■ **RECORDED DATA**:
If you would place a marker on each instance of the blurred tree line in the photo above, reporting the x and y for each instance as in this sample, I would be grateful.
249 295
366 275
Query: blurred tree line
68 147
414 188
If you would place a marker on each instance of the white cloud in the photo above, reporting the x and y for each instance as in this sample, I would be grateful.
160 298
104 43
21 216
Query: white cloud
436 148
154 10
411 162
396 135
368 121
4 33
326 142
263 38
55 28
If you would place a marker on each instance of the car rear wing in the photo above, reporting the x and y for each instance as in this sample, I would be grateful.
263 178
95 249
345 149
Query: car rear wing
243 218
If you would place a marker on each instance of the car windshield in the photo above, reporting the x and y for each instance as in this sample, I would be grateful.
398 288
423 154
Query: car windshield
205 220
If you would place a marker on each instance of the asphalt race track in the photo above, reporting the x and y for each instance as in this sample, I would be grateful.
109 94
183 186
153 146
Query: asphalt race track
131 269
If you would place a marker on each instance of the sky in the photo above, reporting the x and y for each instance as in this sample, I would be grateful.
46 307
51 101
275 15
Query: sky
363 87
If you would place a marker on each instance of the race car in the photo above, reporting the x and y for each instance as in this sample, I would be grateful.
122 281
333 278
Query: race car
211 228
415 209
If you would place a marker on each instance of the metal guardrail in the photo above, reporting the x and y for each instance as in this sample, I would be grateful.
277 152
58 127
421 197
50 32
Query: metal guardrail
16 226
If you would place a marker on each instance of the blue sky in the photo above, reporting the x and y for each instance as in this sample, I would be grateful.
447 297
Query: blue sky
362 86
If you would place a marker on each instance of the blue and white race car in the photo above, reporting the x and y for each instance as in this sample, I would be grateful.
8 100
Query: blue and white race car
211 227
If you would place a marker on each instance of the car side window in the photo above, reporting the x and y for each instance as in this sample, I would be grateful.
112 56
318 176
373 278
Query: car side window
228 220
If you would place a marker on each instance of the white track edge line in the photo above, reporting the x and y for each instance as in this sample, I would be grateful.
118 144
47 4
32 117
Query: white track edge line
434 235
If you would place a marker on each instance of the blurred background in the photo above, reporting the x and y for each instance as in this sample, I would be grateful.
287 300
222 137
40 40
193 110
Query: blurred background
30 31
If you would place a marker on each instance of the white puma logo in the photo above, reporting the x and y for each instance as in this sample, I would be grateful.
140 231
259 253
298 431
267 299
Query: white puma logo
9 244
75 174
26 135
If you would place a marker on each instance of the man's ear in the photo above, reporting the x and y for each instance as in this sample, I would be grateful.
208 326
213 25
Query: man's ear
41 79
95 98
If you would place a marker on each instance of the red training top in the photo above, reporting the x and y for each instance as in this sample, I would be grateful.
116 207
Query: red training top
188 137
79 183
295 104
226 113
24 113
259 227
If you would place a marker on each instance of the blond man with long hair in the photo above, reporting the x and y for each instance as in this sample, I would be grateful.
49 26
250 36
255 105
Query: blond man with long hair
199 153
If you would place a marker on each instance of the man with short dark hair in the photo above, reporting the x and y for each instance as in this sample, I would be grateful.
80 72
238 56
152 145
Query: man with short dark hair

■ **WHAT TO PRODUCE**: Please render all the rows above as a single numbered list, omitting any blank lines.

■ **CORRECT RESPONSE**:
1. If you would place a marker on each instance of the blurred tree line in the photo above, reporting the x and y for each instance as in this sample, I would be grateful.
2. 249 295
3. 366 275
4. Query: blurred tree line
5. 68 147
6. 414 188
7. If you would place a marker on each instance of the white cloud in the photo above, reporting the x and y for each instance as in this sample, I would be grateful.
8. 160 298
9. 104 43
10. 21 216
11. Query: white cloud
12. 436 148
13. 154 10
14. 411 162
15. 396 135
16. 368 121
17. 4 33
18. 326 142
19. 263 38
20. 55 28
21. If you would place a marker on each instance of the car rear wing in the photo above, reporting the x and y for each instance as in this sample, I would be grateful.
22. 263 178
23. 95 249
24. 345 149
25. Query: car rear wing
26. 243 218
27. If you would place a marker on each instance of the car windshield in the photo above, reporting the x and y for each instance as in this sample, I would be grateful.
28. 398 288
29. 423 154
30. Query: car windshield
31. 205 220
32. If you would place a marker on each instance of the asphalt race track in the photo above, reporting the x and y for each instance as in this sample, I would be grateful.
33. 109 94
34. 183 186
35. 153 146
36. Query: asphalt race track
37. 131 269
38. If you would place a marker on each instance of the sky in the photo above, reporting the x and y for each instance as in this sample, I would be grateful.
39. 46 307
40. 51 101
41. 275 15
42. Query: sky
43. 363 87
44. If you would place a marker on each instance of the race car in the photo above, reporting the x and y for each instance as in this sample, I would be grateful.
45. 122 281
46. 333 278
47. Query: race car
48. 211 228
49. 415 209
50. If you would place a marker on each instance of the metal guardrail in the photo above, reporting the x and y for each instance as in this sample, I would be grateful.
51. 277 152
52. 58 127
53. 421 197
54. 50 32
55. Query: metal guardrail
56. 16 226
57. If you would place a marker on each instance of the blue sky in the photo above, reporting the x and y for each instance as in this sample, I would be grateful.
58. 447 297
59. Query: blue sky
60. 362 86
61. If you would place a marker on each instance of the blue and white race car in the photo above, reporting the x and y for each instance as in this sample, I would be grateful.
62. 8 100
63. Query: blue and white race car
64. 211 227
65. If you would place a marker on each instance of the car side window in the photo above, reporting the x and y for each instance as in this sample, I would be grateful.
66. 112 56
67. 318 176
68. 373 278
69. Query: car side window
70. 228 220
71. If you would place a marker on each instance of the white track edge line in the photo above, reporting the x and y for each instance as in this sample, I would be grateful.
72. 118 144
73. 47 4
74. 32 117
75. Query: white track edge line
76. 434 235
77. If you would place a marker on each instance of the blurred background in the photo above, reporting the x and y for each instance as in this sample, I would be grateful.
78. 287 300
79. 222 137
80. 40 40
81. 193 110
82. Query: blurred background
83. 30 31
84. If you would place a marker on each instance of the white puma logo in the photo above, reporting the x and y for each instance as in this sample, I would be grateful.
85. 140 231
86. 259 253
87. 298 431
88. 267 299
89. Query: white puma logo
90. 9 244
91. 75 174
92. 26 135
93. If you would place a marker on each instance of the man's ear in the photo above, reporting the x and y for each instance as in this sample, I would be grateful.
94. 208 326
95. 213 25
96. Query: man's ear
97. 41 79
98. 95 98
99. If you would place a marker on each instance of the red training top in the photo above, reporting the x and y for each instance as in this sample, I would be grateful.
100. 116 207
101. Query: red training top
102. 188 137
103. 79 183
104. 295 104
105. 226 113
106. 24 113
107. 259 227
108. If you would place a marker on each instance of the blond man with long hair in the photo above, reporting the x and y for each instance as in this sample, I would be grateful.
109. 49 26
110. 250 36
111. 255 105
112. Query: blond man with long hair
113. 199 153
114. If you would place a marker on each instance of the man with short dark hair in the photo above, reporting the x and y for each instance as in this sample, I would be grateful.
115. 80 72
116. 238 56
117. 152 145
118. Query: man with short dark hair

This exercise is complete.